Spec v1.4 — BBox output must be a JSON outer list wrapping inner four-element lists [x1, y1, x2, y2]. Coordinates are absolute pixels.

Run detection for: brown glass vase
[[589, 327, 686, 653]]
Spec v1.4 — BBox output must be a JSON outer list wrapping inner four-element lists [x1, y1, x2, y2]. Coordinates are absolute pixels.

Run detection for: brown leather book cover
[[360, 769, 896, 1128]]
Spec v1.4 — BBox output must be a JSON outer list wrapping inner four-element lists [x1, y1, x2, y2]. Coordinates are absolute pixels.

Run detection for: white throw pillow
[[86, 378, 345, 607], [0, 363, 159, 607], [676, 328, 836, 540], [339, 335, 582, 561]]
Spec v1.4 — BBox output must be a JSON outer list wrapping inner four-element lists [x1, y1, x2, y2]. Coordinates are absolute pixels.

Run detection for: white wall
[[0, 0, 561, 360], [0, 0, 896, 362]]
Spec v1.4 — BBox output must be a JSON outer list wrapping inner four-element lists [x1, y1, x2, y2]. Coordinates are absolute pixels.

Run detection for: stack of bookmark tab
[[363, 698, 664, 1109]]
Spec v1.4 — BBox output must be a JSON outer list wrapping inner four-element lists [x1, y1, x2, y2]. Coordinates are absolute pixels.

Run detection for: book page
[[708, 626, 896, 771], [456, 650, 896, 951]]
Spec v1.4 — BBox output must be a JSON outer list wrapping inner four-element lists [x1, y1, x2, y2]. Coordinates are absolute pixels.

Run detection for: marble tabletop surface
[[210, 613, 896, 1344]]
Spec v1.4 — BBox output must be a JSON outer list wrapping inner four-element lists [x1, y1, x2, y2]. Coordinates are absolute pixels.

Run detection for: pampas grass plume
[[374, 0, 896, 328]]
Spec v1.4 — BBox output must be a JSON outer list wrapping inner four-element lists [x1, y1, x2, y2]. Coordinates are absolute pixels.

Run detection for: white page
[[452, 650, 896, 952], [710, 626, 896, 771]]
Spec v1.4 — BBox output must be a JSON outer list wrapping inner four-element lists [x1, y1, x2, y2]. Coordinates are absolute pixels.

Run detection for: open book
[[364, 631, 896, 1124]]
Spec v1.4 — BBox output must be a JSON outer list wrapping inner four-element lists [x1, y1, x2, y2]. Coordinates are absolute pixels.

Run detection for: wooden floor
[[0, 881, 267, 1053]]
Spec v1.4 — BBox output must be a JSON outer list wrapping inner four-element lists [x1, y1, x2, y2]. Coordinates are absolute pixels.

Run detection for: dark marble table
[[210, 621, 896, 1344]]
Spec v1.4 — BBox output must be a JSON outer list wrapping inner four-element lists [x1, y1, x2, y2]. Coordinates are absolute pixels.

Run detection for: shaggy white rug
■ ■ ■ ■ ■
**PROBLEM**
Reproduce all of the material above line for line, without changing a word.

**WRITTEN SOLUTION**
Spec v1.4 — BBox output must be a JSON outer list wrapping inner four-element lists [x1, y1, x2, y2]. Coordinates are absolute pixels.

Run detection for: brown glass vase
[[589, 327, 686, 653]]
Spec v1.4 — BBox output must be a JSON outer list wrapping inner four-element lists [x1, y1, x2, y2]. Coordinates are absolute pixels.

Run detection for: brown leather book cover
[[360, 769, 896, 1128]]
Spec v1.4 — BBox output must be a JSON outer list wrapping inner four-element lists [x1, y1, x2, y2]. Coordinates are absolute pixels.

Run detection for: white throw pillow
[[86, 378, 345, 607], [0, 363, 159, 607], [676, 328, 836, 540], [339, 335, 582, 561]]
Spec v1.4 — BBox output must be a JSON outer list wrapping inner four-element lists [x1, y1, x2, y2]. Coordinates are absolute pixels.

Run detection for: white wall
[[0, 0, 561, 360], [0, 0, 896, 362]]
Spec v1.4 — BBox output must be a JSON outer list wrapping inner four-element lists [x1, y1, x2, y2]. Coordinates are absolute pixels.

Run detection for: stack of bookmark tab
[[363, 698, 664, 1109]]
Spec v1.4 — BBox output must be a JSON outer list wrapping inner four-element lists [x1, y1, x2, y2]. Coordinates are absolute pixels.

Run detection for: book page
[[708, 626, 896, 771], [456, 650, 896, 951]]
Spec v1.4 — BBox output must be a JSON outer list wrapping inner four-element lists [x1, y1, x2, y2]. Coordinates are absolute pixels.

Run detection for: marble tabletop surface
[[210, 613, 896, 1344]]
Spec v1.4 — BBox output must be a JSON outer list wrapping inner four-element lists [x1, y1, x2, y2]. Coordinates are absolute pixels.

Run detection for: pampas grass plume
[[374, 0, 896, 328]]
Spec v1.4 — BBox output must be a JSON outer list wrapping inner four-element lists [x1, y1, x2, y2]. Coordinates are absolute pixels.

Run detection for: white page
[[452, 650, 896, 952], [710, 626, 896, 771]]
Spec v1.4 — BBox output must be a JSON outer list wrapping inner four-element lists [x1, y1, x2, y2]. Coordinates are absolute pixels.

Run detection for: open book
[[364, 631, 896, 1124]]
Spec v1.4 — BBox output must be a JSON outer list wrapping inner four-element lists [x1, y1, x2, y2]. Coordinates are absolute pixels.

Run detection for: wooden floor
[[0, 881, 267, 1053]]
Spec v1.4 — BBox output must be a JSON outer list wrapping inner four-element lists [x1, y1, x2, y2]. Coordinates are absolute pixels.

Run detection for: dark marble table
[[210, 621, 896, 1344]]
Spec v1.4 — BBox output must be a JSON outer list wrapping inner four-element lists [x1, y1, x2, y2]. Coordinates are absolute pixels.

Run detection for: shaggy white rug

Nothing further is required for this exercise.